ARTICLE:
━━━━

The ever-steady Dan Bakala is gone, but Andrew Walsh was a pleasant surprise in net as a freshman. His play this year will largely dictate where the Beavers end up in the standings.
Head coach: Scott Owens
Last season: 18-16-2 overall, 15-12-1 WCHA (5th)
Changes: With Jaden Schwartz (15-26—41) signing a professional contract and blue liner Gabe Guentzel graduating, the Tigers will be up against it to begin 2012-13.
Strengths: High-scoring Rylan Schwartz is back, along with Scott Winkler and Alexander Krusheinyski, giving the Tigers a solid core. Role players, like William Rapuzzi and Jeff Collett, will find themselves playing in key spots, and newcomers Hunter Fejes and Jared Hanson will be called upon to make an early impact. Mike Boivin, who led all Tiger blue liners in goals last winter, is back to lead the defensive unit.
Weaknesses: Inconsistency. And 40 percent of the scoring from a year ago has gone.
Outlook: Although Colorado College managed to secure home-ice in the first round of the WCHA tournament, the Tigers were inconsistent and underachieving last winter. After opening the season 4-0, CC’s longest winning streak was three games, and it only won back-to-back contests on two other occasions.
That being said, Colorado College does have plenty of room to grow, and it could be set up to overachieve this winter.
"We’re picked in the middle of pack, and that’s probably where we should be picked," Owens said. "We lost quite a bit — roughly 40 percent of our scoring — but a lot of teams have lost a lot of good players. We think we’re relatively good in goal. Our D-corps, we’re return five of our six regulars from last year. I think we’ll be solid at the blue line, it’s just scoring up front. We’re in the process of just trying to get some of these holes filled in. We have a chance to be decent if we can get some scoring.”
Eamonn McDermott, Joe Marciano and Aaron Harstad will have to elevate their games at the point, and all three are qualified to do so. Luckily, the Tigers have two goalies that can bail out the defensemen should they have off nights.
Josh Thorimbert was an All-WCHA selection last season after posting great numbers while now-senior Joe Howe struggled. Howe is confident and seems poised to return to his usual self this winter, giving Colorado College a solid one-two punch between the pipes.
Head coach: George Gwozdecky
Last season: 25-14-4 overall, 16-8-4 WCHA (3rd), lost in the NCAA Midwest Regional Semifinals
Changes: If there’s one thing that’s always true about Denver, it’s that it suffers from a huge loss of top-end talent every year. This offseason was no deviation from the norm, as Drew Shore, Jason Zucker and Luke Salazar, three key components to the Pioneers attack last winter, are all gone.

━━━━

SOURCE EXCERPT:
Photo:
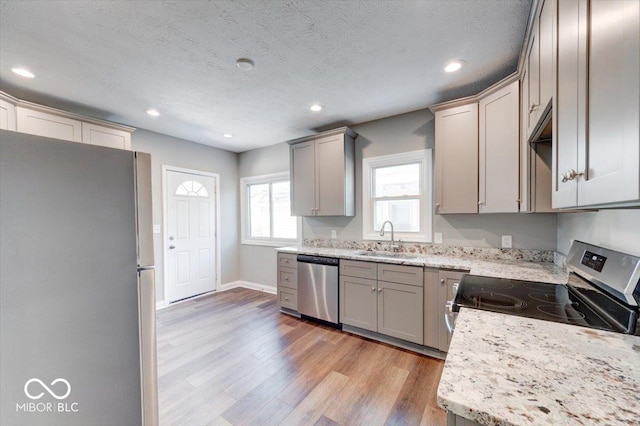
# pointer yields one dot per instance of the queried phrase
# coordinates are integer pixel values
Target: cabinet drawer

━━━━

REQUIRED WORK:
A. Answer these questions from the hockey preview, each on its own line:
(i) Who is the head coach of Colorado College?
(ii) What was Denver's overall record last season?
(iii) Which Colorado College goalie was an All-WCHA selection last season?
B. In the hockey preview, name every player described as gone from Denver's attack after last winter.

EXERCISE ANSWERS:
A.
(i) Scott Owens
(ii) 25-14-4
(iii) Josh Thorimbert

B. Drew Shore, Jason Zucker, Luke Salazar